• _Exercise details_
Can you give all the records again without altering a single character?
## begin
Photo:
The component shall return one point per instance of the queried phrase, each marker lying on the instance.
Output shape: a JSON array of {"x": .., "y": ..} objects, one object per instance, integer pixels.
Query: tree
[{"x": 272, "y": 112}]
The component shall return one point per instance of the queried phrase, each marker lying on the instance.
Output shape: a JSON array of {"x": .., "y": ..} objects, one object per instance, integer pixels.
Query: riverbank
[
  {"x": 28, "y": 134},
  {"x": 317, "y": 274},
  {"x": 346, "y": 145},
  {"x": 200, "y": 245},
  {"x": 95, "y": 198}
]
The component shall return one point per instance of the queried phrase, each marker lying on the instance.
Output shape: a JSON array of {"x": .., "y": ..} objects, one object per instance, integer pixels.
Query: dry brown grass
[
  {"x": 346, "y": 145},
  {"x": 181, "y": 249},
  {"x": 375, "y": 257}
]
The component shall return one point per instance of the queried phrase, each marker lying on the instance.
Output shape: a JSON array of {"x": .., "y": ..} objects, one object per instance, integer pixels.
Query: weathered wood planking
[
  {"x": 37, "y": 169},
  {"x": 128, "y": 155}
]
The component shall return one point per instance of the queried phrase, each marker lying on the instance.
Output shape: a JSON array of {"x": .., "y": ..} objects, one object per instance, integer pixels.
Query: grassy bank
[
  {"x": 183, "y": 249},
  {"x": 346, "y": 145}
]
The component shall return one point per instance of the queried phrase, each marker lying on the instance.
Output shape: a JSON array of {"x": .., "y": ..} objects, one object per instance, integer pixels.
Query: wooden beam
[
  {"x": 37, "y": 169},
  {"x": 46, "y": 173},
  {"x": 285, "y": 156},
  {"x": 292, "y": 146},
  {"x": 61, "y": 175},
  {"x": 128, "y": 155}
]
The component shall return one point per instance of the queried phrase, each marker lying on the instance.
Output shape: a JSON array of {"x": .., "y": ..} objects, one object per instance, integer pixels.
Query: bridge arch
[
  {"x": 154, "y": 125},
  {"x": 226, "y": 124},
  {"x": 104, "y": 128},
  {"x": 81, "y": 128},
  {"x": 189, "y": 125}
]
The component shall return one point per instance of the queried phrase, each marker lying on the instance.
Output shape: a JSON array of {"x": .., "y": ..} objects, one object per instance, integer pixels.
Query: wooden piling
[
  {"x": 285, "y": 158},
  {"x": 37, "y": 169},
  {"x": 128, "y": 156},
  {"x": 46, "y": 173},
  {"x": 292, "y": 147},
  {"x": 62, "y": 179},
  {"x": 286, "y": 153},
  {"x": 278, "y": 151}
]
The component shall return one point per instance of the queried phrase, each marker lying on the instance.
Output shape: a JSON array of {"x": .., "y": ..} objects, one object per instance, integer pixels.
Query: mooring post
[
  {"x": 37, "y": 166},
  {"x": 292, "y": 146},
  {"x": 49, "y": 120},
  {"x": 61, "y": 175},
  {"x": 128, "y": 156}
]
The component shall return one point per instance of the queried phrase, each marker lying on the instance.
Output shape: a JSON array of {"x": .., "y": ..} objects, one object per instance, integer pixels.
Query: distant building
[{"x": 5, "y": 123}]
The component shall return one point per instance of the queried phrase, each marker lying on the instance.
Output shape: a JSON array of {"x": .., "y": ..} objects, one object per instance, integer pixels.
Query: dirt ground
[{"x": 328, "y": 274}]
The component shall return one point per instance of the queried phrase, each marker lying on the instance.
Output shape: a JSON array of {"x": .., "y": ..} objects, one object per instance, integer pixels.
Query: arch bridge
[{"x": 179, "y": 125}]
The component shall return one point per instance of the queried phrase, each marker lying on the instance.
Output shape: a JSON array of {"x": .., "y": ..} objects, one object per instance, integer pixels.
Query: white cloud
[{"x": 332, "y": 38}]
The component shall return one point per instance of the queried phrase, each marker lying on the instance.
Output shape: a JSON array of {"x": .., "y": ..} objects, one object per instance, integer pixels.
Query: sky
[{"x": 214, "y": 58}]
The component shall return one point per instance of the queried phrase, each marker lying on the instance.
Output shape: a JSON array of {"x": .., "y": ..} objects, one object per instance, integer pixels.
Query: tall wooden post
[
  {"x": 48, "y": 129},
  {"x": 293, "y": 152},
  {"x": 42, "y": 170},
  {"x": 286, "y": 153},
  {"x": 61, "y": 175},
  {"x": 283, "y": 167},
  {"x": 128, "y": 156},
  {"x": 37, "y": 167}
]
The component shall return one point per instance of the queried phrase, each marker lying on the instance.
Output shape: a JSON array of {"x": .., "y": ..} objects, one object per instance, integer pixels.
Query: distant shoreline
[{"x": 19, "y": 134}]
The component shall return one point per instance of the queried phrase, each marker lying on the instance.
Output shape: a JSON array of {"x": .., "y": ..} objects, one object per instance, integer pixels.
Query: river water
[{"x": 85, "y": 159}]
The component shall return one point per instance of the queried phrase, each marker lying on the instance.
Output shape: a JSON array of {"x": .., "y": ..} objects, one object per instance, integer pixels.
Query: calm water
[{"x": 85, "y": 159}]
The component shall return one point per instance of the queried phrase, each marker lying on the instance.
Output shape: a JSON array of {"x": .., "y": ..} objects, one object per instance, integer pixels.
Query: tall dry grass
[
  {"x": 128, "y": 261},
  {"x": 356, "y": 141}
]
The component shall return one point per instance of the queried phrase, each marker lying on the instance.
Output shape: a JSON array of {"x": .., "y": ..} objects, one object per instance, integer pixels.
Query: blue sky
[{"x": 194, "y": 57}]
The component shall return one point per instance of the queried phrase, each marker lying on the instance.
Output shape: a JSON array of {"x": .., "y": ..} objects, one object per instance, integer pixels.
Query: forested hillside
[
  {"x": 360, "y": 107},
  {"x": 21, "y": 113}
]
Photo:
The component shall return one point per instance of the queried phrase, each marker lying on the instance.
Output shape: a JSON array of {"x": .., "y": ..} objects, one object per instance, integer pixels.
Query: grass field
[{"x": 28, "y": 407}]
## end
• _Solution_
Photo:
The component shall return one point per instance of the queried phrase, each marker lying on the instance.
Output shape: a JSON array of {"x": .., "y": ..} objects, one object per instance, integer pixels.
Query: tree
[{"x": 272, "y": 112}]
The component shall return one point per instance of the queried phrase, each marker lying on the instance.
Output shape: a JSON array of {"x": .., "y": ..} objects, one object per instance, integer pixels.
Query: riverbank
[
  {"x": 28, "y": 134},
  {"x": 317, "y": 274},
  {"x": 346, "y": 145},
  {"x": 200, "y": 245},
  {"x": 95, "y": 198}
]
The component shall return one point per instance of the queried phrase, each marker lying on the instance.
Output shape: a JSON array of {"x": .., "y": ..} objects, one object per instance, integer pixels.
Query: dry brown grass
[
  {"x": 346, "y": 145},
  {"x": 181, "y": 249},
  {"x": 375, "y": 257}
]
The component shall return one point per instance of the queried phrase, each marker lying on the instance.
Output shape: a JSON array of {"x": .., "y": ..} objects, one object per instance, integer pixels.
Query: weathered wood planking
[
  {"x": 37, "y": 169},
  {"x": 128, "y": 155}
]
The component shall return one point per instance of the queried phrase, each marker lying on the instance.
Output shape: a JSON array of {"x": .., "y": ..} objects, one object per instance, integer pixels.
Query: grassy bank
[
  {"x": 183, "y": 249},
  {"x": 346, "y": 145}
]
The component shall return one point per instance of the queried phrase, each marker lying on the instance.
Output shape: a JSON array of {"x": .., "y": ..} objects, one object per instance, integer pixels.
Query: wooden beam
[
  {"x": 37, "y": 169},
  {"x": 46, "y": 173},
  {"x": 285, "y": 156},
  {"x": 292, "y": 146},
  {"x": 61, "y": 175},
  {"x": 128, "y": 155}
]
The component shall return one point per instance of the queried phrase, each marker lying on the instance.
Output shape: a JSON array of {"x": .., "y": ..} objects, one object per instance, integer pixels.
Query: bridge arch
[
  {"x": 154, "y": 125},
  {"x": 226, "y": 124},
  {"x": 104, "y": 128},
  {"x": 81, "y": 128},
  {"x": 189, "y": 125}
]
The component shall return one point per instance of the queried phrase, each marker lying on the instance.
Output shape: a JSON array of {"x": .., "y": ..} objects, one object per instance, integer pixels.
Query: wooden piling
[
  {"x": 285, "y": 158},
  {"x": 37, "y": 169},
  {"x": 128, "y": 156},
  {"x": 46, "y": 173},
  {"x": 292, "y": 147},
  {"x": 62, "y": 179},
  {"x": 286, "y": 153},
  {"x": 278, "y": 151}
]
The component shall return one point per instance of the queried phrase, each marker lying on the instance.
Output shape: a JSON array of {"x": .., "y": ..} objects, one object per instance, integer pixels.
Query: mooring post
[
  {"x": 37, "y": 166},
  {"x": 292, "y": 146},
  {"x": 49, "y": 120},
  {"x": 61, "y": 175},
  {"x": 128, "y": 156}
]
The component shall return one point per instance of the queried phrase, each marker lying on the instance.
Output shape: a JSON array of {"x": .., "y": ..} objects, one object per instance, integer pixels.
Query: distant building
[{"x": 5, "y": 123}]
The component shall return one point per instance of the queried phrase, each marker lying on the instance.
Output shape: a JSON array of {"x": .., "y": ..} objects, one object per instance, integer pixels.
Query: dirt ground
[{"x": 328, "y": 274}]
The component shall return one point per instance of the queried phrase, each marker lying on the instance.
Output shape: a JSON array of {"x": .., "y": ..} objects, one object per instance, integer pixels.
Query: arch bridge
[{"x": 179, "y": 125}]
The component shall return one point per instance of the queried phrase, each marker lying on the instance.
Output shape: a JSON array of {"x": .., "y": ..} objects, one object per instance, integer pixels.
Query: white cloud
[{"x": 332, "y": 38}]
The component shall return one point per instance of the queried phrase, each marker lying on the instance.
Output shape: a JSON array of {"x": .., "y": ..} objects, one object per instance, integer pixels.
Query: sky
[{"x": 214, "y": 58}]
The component shall return one point per instance of the queried phrase, each marker lying on the instance.
Output shape: a JSON array of {"x": .., "y": ..} objects, one object per instance, integer pixels.
Query: tall wooden post
[
  {"x": 48, "y": 129},
  {"x": 293, "y": 152},
  {"x": 42, "y": 170},
  {"x": 286, "y": 153},
  {"x": 61, "y": 175},
  {"x": 283, "y": 167},
  {"x": 128, "y": 156},
  {"x": 37, "y": 167}
]
The component shall return one point per instance of the queried phrase, each marker lying on the instance.
Output shape: a JSON array of {"x": .., "y": ..} objects, one object per instance, integer pixels.
Query: distant shoreline
[{"x": 19, "y": 134}]
The component shall return one point per instance of the queried phrase, each marker lying on the instance.
Output shape: a JSON array of {"x": .., "y": ..} objects, one object per instance, integer pixels.
Query: river water
[{"x": 85, "y": 159}]
The component shall return one point per instance of the queried phrase, each marker lying on the instance.
Output shape: a JSON array of {"x": .., "y": ..} objects, one object per instance, integer pixels.
Query: calm water
[{"x": 85, "y": 159}]
The component shall return one point per instance of the queried phrase, each marker lying on the instance.
Output shape: a JSON array of {"x": .., "y": ..} objects, one object per instance, integer pixels.
Query: tall dry grass
[
  {"x": 128, "y": 261},
  {"x": 356, "y": 141}
]
The component shall return one point per instance of the queried phrase, each marker lying on the instance.
Output shape: a JSON array of {"x": .., "y": ..} objects, one object per instance, integer pixels.
Query: blue sky
[{"x": 194, "y": 57}]
The component shall return one point per instance of the queried phrase, each marker lying on the instance.
Output shape: a JSON array of {"x": .., "y": ..} objects, one object per instance, integer pixels.
Query: forested hillside
[
  {"x": 360, "y": 107},
  {"x": 21, "y": 113}
]
Photo:
The component shall return one point per instance of the queried phrase, each marker lying on the instance.
Output shape: a JSON array of {"x": .., "y": ..} objects, one object per instance, integer pixels.
Query: grass field
[{"x": 28, "y": 407}]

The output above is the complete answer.